__Records excerpted from a collection__
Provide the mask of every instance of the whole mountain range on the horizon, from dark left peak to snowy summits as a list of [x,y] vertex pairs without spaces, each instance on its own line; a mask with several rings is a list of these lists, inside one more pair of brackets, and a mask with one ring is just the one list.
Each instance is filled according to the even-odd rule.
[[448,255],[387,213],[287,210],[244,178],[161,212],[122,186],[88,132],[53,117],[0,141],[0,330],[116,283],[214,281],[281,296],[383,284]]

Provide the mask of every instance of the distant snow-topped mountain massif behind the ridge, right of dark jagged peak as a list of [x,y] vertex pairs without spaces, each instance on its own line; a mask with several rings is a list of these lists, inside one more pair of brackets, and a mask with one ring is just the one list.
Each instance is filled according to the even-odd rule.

...

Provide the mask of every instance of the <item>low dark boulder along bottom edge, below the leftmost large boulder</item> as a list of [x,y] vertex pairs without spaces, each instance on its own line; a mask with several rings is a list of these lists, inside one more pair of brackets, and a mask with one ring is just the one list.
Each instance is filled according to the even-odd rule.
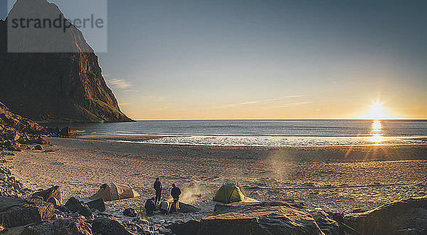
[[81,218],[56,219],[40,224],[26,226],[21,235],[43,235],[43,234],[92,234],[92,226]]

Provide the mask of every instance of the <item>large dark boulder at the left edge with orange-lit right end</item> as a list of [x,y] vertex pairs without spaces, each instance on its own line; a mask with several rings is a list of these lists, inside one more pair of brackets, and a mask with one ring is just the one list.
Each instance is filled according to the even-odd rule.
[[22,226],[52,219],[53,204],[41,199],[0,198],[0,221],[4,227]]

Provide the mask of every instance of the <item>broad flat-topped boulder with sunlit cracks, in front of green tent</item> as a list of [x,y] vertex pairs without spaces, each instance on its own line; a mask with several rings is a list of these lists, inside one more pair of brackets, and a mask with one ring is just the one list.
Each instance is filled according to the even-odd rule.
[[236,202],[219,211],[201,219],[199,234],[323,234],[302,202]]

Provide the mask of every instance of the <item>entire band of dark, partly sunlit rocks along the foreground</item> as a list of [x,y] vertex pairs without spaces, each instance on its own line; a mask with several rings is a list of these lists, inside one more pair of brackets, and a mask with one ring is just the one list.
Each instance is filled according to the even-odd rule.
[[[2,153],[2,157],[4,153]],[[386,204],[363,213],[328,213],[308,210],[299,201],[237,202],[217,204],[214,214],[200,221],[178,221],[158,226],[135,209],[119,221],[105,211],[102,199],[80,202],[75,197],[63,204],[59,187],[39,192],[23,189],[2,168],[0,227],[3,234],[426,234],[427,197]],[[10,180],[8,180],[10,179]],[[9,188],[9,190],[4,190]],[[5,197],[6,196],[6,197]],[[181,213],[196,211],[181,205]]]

__WHAT THE EXERCISE ASKS__
Give the number of lines in the data that contain the word "every", and add no other text.

__RESPONSE AREA__
6